TEXT PASSAGE START

Filtering through radios, TV’s and over the internet yesterday was the wave of objection toward Mylie Cyrus’ performance at the VMA’s on Sunday evening. Curious I checked out what all the hullabaloo was about. In all honesty, I was a bit perplexed. There has been far more provocative and sexually explicit shockers in the past few years than this girl dancing about in an ill-fitting vinyl bra and underwear shaking her deal breaker.
It didn’t really shake all the much either…it just kinda quivered. I think there is real confusion out there for women in general about their sexuality. Perhaps for men as well. I don’t know. I see these young women more than willing to doff their clothing and you know I find nothing wrong in this. Not at all. There is a freedom to be had in just enjoying your naked self.
What I have been seeing though is young women, particularly performers, who do this almost as rite of passage of sorts. That it is somehow necessary as they move forward with their careers.
Displaying your naked self does not necessarily have to have sexual undertones to it. One of the most beautiful dances in the world is the Kokoro Dance. I believe it originated in Japan. I saw this performed for the first time several years ago at the Vancouver Art Gallery.
I was mesmerized. A woman and man both completely naked and both having their heads shaved moved in slow, methodical rhythms moving around each other, yet never touching. They came within inches of each other. At no time was I, nor anyone else for that matter, focused on their nudity. And no one appeared uncomfortable at all.
It was breathtakingly beautiful and so rich in spirit. The energy emitted from these two performers was spellbinding. For 90 minutes they performed. And when it was finished I wanted more. They received a standing ovation from the several hundred onlookers who were drawn into this event. I was a volunteering at the Art Gallery at the time and that was their inaugural FUSE event.

TEXT PASSAGE END
SOURCE MATERIAL START

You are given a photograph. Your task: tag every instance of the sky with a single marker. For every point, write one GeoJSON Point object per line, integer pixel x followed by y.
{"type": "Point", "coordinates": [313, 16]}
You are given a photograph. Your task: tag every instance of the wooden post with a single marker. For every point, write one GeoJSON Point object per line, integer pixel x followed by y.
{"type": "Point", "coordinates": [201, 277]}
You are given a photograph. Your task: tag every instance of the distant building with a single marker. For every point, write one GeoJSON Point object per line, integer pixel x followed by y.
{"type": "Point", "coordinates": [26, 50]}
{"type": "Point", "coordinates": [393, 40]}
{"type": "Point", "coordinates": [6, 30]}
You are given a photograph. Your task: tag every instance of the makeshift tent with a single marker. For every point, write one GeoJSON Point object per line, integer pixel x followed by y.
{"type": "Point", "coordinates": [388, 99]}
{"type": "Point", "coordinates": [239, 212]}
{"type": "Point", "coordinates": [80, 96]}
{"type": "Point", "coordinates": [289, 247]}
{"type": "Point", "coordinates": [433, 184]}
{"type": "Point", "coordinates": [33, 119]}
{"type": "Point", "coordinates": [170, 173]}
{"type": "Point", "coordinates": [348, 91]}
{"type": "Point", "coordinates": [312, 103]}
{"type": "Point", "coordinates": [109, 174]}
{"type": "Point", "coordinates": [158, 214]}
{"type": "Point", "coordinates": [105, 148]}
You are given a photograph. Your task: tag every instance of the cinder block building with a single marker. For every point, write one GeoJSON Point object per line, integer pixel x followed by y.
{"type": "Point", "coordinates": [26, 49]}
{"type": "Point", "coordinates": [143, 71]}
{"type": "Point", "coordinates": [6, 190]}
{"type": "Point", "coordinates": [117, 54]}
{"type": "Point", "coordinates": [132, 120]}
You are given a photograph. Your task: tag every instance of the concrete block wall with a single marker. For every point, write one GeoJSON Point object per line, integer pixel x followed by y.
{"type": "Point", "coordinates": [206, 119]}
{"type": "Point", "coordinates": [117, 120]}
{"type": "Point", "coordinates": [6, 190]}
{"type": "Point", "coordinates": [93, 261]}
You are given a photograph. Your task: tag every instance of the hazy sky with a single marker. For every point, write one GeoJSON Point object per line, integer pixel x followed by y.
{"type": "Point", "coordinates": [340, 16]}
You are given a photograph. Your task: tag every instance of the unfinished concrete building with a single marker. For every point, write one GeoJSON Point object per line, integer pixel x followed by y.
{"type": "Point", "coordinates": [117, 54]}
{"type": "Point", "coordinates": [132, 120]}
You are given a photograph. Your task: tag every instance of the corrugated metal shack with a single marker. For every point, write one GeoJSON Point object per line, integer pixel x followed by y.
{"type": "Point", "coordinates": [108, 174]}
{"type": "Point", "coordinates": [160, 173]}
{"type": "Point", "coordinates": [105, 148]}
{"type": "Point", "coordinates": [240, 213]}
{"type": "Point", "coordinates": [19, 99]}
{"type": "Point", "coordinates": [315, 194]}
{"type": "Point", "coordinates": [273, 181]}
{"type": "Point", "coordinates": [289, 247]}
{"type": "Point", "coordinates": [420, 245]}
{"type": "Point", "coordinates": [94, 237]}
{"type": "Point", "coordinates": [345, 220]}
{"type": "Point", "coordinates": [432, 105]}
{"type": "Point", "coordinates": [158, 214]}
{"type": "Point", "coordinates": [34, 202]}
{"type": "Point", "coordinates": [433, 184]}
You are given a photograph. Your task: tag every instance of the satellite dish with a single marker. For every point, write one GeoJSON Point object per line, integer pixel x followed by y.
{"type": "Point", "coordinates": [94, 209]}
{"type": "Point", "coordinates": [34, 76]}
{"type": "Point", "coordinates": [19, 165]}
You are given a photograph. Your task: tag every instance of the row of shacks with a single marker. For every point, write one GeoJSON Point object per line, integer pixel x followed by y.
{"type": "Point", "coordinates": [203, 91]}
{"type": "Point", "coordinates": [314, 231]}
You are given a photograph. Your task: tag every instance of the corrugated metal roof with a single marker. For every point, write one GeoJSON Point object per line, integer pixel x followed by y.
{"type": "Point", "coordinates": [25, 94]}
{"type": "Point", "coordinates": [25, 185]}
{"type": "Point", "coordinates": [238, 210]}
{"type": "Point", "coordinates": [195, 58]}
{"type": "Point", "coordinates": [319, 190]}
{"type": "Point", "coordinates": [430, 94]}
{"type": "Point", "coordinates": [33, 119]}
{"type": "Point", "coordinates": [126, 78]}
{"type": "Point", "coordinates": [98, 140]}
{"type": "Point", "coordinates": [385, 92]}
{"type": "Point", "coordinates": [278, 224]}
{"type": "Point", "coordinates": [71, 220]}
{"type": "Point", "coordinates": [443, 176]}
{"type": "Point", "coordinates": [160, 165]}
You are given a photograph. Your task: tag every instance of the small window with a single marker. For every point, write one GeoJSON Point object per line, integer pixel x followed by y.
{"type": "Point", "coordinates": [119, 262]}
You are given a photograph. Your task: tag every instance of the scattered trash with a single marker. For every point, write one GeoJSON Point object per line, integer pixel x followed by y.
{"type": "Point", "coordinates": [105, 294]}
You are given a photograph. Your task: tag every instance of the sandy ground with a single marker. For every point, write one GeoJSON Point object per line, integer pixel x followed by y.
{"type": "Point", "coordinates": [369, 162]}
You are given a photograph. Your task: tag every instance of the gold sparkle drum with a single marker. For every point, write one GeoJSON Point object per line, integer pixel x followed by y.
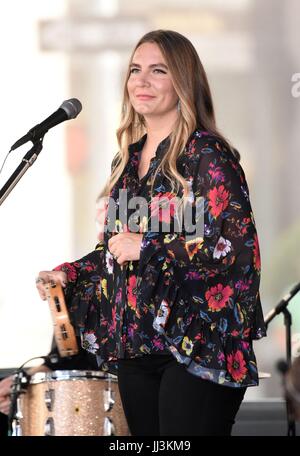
{"type": "Point", "coordinates": [72, 403]}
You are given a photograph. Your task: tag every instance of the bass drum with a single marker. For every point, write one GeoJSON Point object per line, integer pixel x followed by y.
{"type": "Point", "coordinates": [72, 403]}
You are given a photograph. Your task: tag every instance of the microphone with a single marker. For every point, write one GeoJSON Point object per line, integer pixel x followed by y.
{"type": "Point", "coordinates": [68, 110]}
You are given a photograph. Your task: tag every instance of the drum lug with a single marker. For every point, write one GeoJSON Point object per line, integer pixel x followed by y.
{"type": "Point", "coordinates": [109, 400]}
{"type": "Point", "coordinates": [49, 429]}
{"type": "Point", "coordinates": [49, 399]}
{"type": "Point", "coordinates": [109, 428]}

SOURCE MATERIAL END

== EXERCISES TO COMPLETE ==
[A] List the channels that the blog post says carried the wave of objection toward the VMA performance.
[B] Answer these questions from the blog post:
(i) What was the performer at the VMA’s wearing?
(ii) Where did the writer first see the Kokoro Dance performed?
(iii) How long did that performance last?
The records are separate material, unrelated to the blog post.

== ANSWERS PROVIDED ==
[A] Radios, TV’s and the internet.

[B]
(i) An ill-fitting vinyl bra and underwear.
(ii) At the Vancouver Art Gallery.
(iii) 90 minutes.